## Requisitos do exercício
Transcreva do texto sobre fotografia o trecho entre "A fotografia nos" e "esculpe-se com a luz.", incluindo ambos.

## Fonte
—————

A fotografia nos trouxe uma certa ilusão de impessoalidade, como se fosse possível retirar das imagens fotografadas qualquer subjetividade e registrar com fidelidade total um instante do real. Ilusão que, mesmo cheia de boas intenções, em alguns casos, não puderam esconder uma inevitável tomada de posição diante da fotografia. Se Vertov quis uma imagem pura do real, acabou no máximo criando uma assinatura própria, marcando o cine-olho para sempre com sua subjetividade. Enfim, produzir imagens, mesmo fotográficas, é uma contradição inescapável. Mostrar o que está aí para todos verem, mas com o olhar subjetivo do fotógrafo. Para muitos não restou alternativa senão render-se ao paralelo com as artes plásticas e dizer: nas fotos, pinta-se ou esculpe-se com a luz.

—————

## Conjunto de dados
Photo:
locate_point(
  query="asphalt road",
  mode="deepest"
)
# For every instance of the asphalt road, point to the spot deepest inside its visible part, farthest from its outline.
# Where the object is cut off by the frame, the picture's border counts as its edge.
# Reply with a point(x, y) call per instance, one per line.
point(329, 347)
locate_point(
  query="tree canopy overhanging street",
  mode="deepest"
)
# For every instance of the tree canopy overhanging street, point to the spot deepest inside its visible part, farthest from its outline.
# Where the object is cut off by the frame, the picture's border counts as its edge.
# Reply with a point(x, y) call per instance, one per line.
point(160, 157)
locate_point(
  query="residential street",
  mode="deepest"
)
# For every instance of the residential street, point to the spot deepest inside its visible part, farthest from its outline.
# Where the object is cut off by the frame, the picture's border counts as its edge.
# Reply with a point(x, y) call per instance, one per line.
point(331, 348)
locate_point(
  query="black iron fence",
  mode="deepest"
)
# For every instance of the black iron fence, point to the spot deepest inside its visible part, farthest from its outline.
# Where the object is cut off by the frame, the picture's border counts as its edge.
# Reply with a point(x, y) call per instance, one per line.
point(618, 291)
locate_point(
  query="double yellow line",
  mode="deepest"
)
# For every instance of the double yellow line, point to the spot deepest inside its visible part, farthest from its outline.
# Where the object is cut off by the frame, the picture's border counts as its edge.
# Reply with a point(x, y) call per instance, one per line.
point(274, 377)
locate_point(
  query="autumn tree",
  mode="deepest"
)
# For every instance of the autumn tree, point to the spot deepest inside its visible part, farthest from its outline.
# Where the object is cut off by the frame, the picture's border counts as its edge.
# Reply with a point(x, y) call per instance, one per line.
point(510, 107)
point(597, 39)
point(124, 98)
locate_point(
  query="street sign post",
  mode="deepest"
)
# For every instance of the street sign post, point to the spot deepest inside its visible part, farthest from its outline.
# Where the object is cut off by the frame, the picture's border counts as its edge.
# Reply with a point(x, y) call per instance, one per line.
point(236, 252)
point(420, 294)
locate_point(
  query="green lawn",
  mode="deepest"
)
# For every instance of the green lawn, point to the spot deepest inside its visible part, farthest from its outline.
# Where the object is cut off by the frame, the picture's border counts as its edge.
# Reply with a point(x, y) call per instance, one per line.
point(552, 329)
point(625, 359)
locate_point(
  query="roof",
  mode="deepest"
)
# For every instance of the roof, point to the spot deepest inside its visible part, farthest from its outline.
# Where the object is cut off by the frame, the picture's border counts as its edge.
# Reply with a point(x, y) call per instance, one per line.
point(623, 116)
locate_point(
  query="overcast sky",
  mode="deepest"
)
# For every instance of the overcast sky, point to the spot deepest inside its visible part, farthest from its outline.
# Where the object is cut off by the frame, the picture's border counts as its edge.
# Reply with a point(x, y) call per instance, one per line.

—————

## Resposta da tarefa
A fotografia nos trouxe uma certa ilusão de impessoalidade, como se fosse possível retirar das imagens fotografadas qualquer subjetividade e registrar com fidelidade total um instante do real. Ilusão que, mesmo cheia de boas intenções, em alguns casos, não puderam esconder uma inevitável tomada de posição diante da fotografia. Se Vertov quis uma imagem pura do real, acabou no máximo criando uma assinatura própria, marcando o cine-olho para sempre com sua subjetividade. Enfim, produzir imagens, mesmo fotográficas, é uma contradição inescapável. Mostrar o que está aí para todos verem, mas com o olhar subjetivo do fotógrafo. Para muitos não restou alternativa senão render-se ao paralelo com as artes plásticas e dizer: nas fotos, pinta-se ou esculpe-se com a luz.